• _Tarefa_:
Com base no texto sobre insuficiência cardíaca, responda, por favor:
(a) Com quantas semanas de vida os animais foram submetidos à dieta rica em sal?
(b) De quanto para quanto caiu a mortalidade dos animais que receberam o βIIV5-3?
(c) Que animais de maior porte os pesquisadores possivelmente usarão na próxima rodada de ensaios pré-clínicos?

• _Texto de leitura_:
========================================

Com seis semanas de vida, os animais foram submetidos a uma dieta rica
em sal e, logo em seguida, desenvolveram hipertensão. Quando completaram 11
semanas, já estavam com sinais de insuficiência cardíaca e passaram a receber o
tratamento ou o placebo.
A função
cardíaca dos animais que receberam o βIIV5-3 melhorou duas vezes em relação ao
grupo controle e, nesse caso, ficou igual à de ratos sem insuficiência
cardíaca. Já a mortalidade caiu de 50% para 0%.
“Mesmo
após o término do tratamento os animais que receberam o βIIV5-3 apresentaram
reduzida mortalidade quando comparados ao grupo placebo”, comemorou o pesquisador.
Validação
Para
provar que também em humanos a PKCβII desempenha papel decisivo no agravamento
da insuficiência cardíaca, os pesquisadores avaliaram amostras de biópsia
cardíacas de portadores desse problema.
“A
relação foi clara: quanto mais altos eram os níveis de PKCβII, pior era a
função cardíaca dos pacientes”, contou Ferreira. Essa etapa da pesquisa teve a
participação de Berta Napchan Boer e Max Grinberg, ambos do Instituto do
Coração (Incor) da USP.
O próximo
passo foi entender por que a proteína PKCβII é deletéria ao músculo cardíaco.
Para isso, os pesquisadores realizaram uma série de experimentos in
vitro com a proteína isolada e com culturas de células cardíacas de
ratos.
“Descobrimos
que a PKCβII desregula o controle de qualidade das proteínas dentro das células
cardíacas. Ela se liga ao proteassomo, um complexo intracelular que elimina as
proteínas oxidadas, e impede que ele funcione adequadamente”, explicou
Ferreira.
Para
piorar, o coração com insuficiência torna-se um ambiente pró-oxidante, ou seja,
no qual está favorecida a produção de radicais livres e outras substâncias
tóxicas que danificam as proteínas e outras macromoléculas da célula.
“Como há
aumento na produção de proteínas oxidadas e o controle de qualidade está
desregulado, elas começam a se acumular e a impedir que as células cardíacas
contraiam de forma apropriada. Com o tempo, o coração vai deixando de bater
adequadamente e as células começam a morrer”, disse Ferreira.
Nos
experimentos feitos com ratos, a molécula desenvolvida se mostrou capaz de
reativar o sistema de controle de qualidade nas células cardíacas. As proteínas
oxidadas voltaram a ser eliminadas pelo proteassomo e o processo degenerativo
foi interrompido.
Antes de
testar o candidato a fármaco em seres humanos, os pesquisadores pretendem
realizar outra rodada de ensaios pré-clínicos com animais de maior porte,
possivelmente porcos.
“A
molécula já foi bem-sucedida nos testes de toxicidade realizados em animais. Se
tudo correr bem, dentro de aproximadamente sete anos saberemos com certeza se
ela poderá se tornar um medicamento”, afirmou Ferreira.
O
artigo Protein Quality Control Disruption by PKCβII in Heart Failure;
Rescue by the Selective PKCβII Inhibitor, βIIV5-3 (doi:10.1371/journal.pone.0033175), de
Julio Ferreira e outros, pode ser lido em www.plosone.org/article/info%3Adoi%2F10.1371%2Fjournal.pone.0033175.

========================================

• _Material apresentado_:
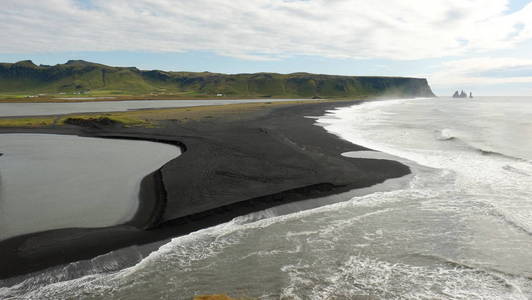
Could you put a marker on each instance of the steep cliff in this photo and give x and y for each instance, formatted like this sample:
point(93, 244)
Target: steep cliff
point(77, 76)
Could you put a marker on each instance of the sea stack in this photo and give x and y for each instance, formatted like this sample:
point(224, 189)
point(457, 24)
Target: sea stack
point(462, 94)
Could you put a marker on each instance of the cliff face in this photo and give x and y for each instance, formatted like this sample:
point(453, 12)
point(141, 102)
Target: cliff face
point(26, 77)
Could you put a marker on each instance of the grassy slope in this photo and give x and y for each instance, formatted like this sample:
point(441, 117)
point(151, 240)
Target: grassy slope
point(26, 78)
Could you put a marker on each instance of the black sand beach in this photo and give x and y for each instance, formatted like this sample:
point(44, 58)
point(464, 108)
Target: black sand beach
point(232, 164)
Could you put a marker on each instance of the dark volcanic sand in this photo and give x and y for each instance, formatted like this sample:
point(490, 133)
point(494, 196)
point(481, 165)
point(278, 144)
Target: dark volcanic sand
point(229, 167)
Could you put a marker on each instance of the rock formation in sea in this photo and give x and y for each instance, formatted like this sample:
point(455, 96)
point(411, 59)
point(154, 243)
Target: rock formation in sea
point(462, 94)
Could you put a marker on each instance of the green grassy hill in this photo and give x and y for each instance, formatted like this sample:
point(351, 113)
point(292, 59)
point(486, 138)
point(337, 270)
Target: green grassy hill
point(77, 76)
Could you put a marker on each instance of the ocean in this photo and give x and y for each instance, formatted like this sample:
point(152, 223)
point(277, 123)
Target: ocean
point(460, 227)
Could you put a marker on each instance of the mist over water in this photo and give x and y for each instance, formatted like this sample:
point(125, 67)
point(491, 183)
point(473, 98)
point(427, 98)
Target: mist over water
point(461, 228)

========================================

• _Resposta_:
(a) Com seis semanas.
(b) De 50% para 0%.
(c) Porcos.